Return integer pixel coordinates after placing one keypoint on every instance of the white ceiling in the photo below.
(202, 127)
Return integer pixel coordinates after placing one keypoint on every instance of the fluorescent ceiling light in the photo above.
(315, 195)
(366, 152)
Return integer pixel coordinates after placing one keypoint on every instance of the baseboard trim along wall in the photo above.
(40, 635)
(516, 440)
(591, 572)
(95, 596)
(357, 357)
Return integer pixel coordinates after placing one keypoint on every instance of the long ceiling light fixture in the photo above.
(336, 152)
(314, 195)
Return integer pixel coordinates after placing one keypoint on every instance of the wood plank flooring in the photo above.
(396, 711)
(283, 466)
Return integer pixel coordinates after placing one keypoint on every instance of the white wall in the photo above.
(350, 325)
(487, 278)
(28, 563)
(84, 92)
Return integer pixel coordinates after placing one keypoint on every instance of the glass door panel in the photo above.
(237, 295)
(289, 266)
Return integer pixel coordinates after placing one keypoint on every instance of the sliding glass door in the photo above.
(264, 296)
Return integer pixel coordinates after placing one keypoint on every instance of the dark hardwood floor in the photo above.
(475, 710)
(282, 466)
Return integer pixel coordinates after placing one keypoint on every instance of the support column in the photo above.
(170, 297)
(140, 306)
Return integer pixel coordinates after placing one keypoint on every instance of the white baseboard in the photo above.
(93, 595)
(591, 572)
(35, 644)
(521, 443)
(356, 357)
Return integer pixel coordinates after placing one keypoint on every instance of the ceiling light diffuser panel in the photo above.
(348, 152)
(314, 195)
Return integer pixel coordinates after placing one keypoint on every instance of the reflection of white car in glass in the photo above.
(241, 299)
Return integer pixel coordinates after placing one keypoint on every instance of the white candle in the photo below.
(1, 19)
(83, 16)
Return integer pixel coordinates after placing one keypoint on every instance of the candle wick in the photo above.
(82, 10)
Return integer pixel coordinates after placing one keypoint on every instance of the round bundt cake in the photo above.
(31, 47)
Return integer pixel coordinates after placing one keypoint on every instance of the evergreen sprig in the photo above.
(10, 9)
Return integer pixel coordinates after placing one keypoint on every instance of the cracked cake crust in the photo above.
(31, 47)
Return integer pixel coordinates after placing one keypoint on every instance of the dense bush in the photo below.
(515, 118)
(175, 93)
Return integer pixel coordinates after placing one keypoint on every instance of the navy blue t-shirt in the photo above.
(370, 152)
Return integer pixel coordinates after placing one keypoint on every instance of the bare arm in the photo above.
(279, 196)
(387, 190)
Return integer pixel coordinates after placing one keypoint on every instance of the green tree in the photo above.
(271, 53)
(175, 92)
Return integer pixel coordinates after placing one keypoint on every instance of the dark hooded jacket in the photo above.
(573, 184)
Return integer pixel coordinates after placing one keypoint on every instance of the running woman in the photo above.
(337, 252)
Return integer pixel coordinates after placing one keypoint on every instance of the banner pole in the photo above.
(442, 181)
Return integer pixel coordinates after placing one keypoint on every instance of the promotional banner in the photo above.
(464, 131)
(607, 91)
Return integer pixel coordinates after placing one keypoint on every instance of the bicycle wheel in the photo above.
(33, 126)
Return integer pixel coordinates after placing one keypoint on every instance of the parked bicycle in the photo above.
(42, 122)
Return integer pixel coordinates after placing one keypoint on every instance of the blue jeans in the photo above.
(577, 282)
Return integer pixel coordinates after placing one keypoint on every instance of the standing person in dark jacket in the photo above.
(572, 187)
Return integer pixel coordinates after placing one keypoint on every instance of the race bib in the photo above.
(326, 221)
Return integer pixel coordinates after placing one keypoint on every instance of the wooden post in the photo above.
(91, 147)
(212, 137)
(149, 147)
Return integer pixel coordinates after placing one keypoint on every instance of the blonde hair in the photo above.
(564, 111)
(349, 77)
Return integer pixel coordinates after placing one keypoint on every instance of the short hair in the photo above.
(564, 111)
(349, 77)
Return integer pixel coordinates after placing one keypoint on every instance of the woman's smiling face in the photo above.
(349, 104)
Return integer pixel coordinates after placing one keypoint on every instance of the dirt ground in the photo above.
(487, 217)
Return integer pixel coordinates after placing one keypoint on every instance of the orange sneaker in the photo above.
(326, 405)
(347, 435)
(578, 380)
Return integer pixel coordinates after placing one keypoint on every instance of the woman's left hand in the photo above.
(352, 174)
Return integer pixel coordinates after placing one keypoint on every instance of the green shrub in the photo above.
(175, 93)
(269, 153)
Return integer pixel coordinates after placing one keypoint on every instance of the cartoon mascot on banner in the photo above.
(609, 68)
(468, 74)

→ Work to complete
Rewrite all of the data above, replacing each occurrence of "keypoint" with "marker" and keeping everything else the same.

→ Result of this exercise
Return integer pixel coordinates after placing one marker on every instance of the white ceiling in the photo below.
(202, 127)
Return integer pixel coordinates after placing one marker on every instance of the fluorescent ceiling light in the photo above.
(315, 195)
(366, 152)
Return integer pixel coordinates after placing one marker on every instance of the baseboard trim along wall in the photo above.
(40, 635)
(516, 440)
(591, 572)
(95, 596)
(357, 357)
Return integer pixel coordinates after placing one marker on every instance of the long ceiling light fixture in the photo above.
(336, 152)
(314, 195)
Return integer pixel coordinates after placing one marker on every instance of the wood plank flooring in the photo above.
(396, 711)
(283, 466)
Return integer pixel coordinates after placing one marker on every instance of the white wall in the photo above.
(350, 325)
(487, 278)
(28, 563)
(84, 92)
Return integer pixel coordinates after placing one marker on every instance of the glass door panel in the photo above.
(237, 295)
(289, 266)
Return integer pixel coordinates after placing one marker on every instance of the sliding glass door in the photo above.
(264, 296)
Return integer pixel coordinates after placing one marker on every instance of the dark hardwood floor in the photo above.
(475, 710)
(282, 466)
Return integer pixel coordinates after placing one marker on every instance of the support column in the photo above.
(170, 297)
(140, 306)
Return integer pixel coordinates after placing one marker on every instance of the white baseboard in the photo above.
(93, 595)
(591, 572)
(35, 644)
(521, 443)
(356, 357)
Return integer pixel coordinates after placing one marker on every instance of the ceiling light diffuser panel in the photo above.
(348, 152)
(314, 195)
Return integer pixel coordinates after placing one marker on every instance of the reflection of white car in glass in the photo above.
(241, 299)
Return integer pixel coordinates after placing one marker on every instance of the white candle in the photo below.
(1, 19)
(83, 16)
Return integer pixel coordinates after placing one marker on every instance of the candle wick in the photo above.
(82, 10)
Return integer pixel coordinates after placing one marker on every instance of the round bundt cake in the photo above.
(31, 47)
Return integer pixel coordinates after placing one marker on every instance of the evergreen sprig in the photo above.
(10, 9)
Return integer pixel coordinates after placing one marker on every instance of the cracked cake crust in the photo above.
(31, 47)
Return integer pixel coordinates after placing one marker on every instance of the dense bush in the photo below.
(515, 118)
(175, 93)
Return integer pixel coordinates after placing one marker on every instance of the navy blue t-shirt in the photo above.
(370, 152)
Return integer pixel coordinates after placing one marker on every instance of the bare arm in the photo above.
(279, 196)
(387, 190)
Return integer pixel coordinates after placing one marker on every instance of the green tree in the photo above.
(271, 53)
(175, 92)
Return integer pixel coordinates after placing one marker on every instance of the dark hooded jacket in the photo above.
(573, 184)
Return integer pixel coordinates after placing one marker on every instance of the running woman in the photo above.
(337, 252)
Return integer pixel coordinates after placing one marker on every instance of the banner pole in the photo above.
(442, 181)
Return integer pixel coordinates after placing one marker on every instance of the promotional banner in the photo above.
(464, 131)
(607, 91)
Return integer pixel coordinates after placing one marker on every instance of the bicycle wheel in the photo above.
(33, 126)
Return integer pixel coordinates after placing one marker on every instance of the parked bicycle in the photo above.
(42, 122)
Return integer pixel coordinates after placing one marker on every instance of the blue jeans in the photo above.
(577, 282)
Return integer pixel coordinates after placing one marker on every instance of the standing person in dark jacket in the photo above.
(572, 187)
Return integer pixel coordinates after placing one marker on every instance of the race bib in the photo above.
(326, 221)
Return integer pixel coordinates after placing one marker on every instance of the wooden post in the photo above.
(91, 147)
(212, 137)
(149, 147)
Return integer pixel coordinates after placing one marker on every instance of the blonde hair in the photo above.
(564, 111)
(349, 77)
Return integer pixel coordinates after placing one marker on every instance of the short hair in the photo above.
(564, 111)
(349, 77)
Return integer pixel coordinates after placing one marker on every instance of the woman's smiling face in the photo above.
(349, 104)
Return integer pixel coordinates after placing one marker on every instance of the dirt ground in the photo above.
(487, 217)
Return integer pixel coordinates after placing one marker on every instance of the orange sneaker in the photo above.
(326, 405)
(347, 435)
(578, 380)
Return integer pixel coordinates after placing one marker on every instance of the woman's left hand in the photo above.
(352, 174)
Return integer pixel coordinates after placing one marker on every instance of the green shrub in the photo above.
(175, 93)
(269, 153)
Return integer pixel coordinates after placing one marker on every instance of the cartoon mascot on banner in the photo above.
(609, 68)
(468, 74)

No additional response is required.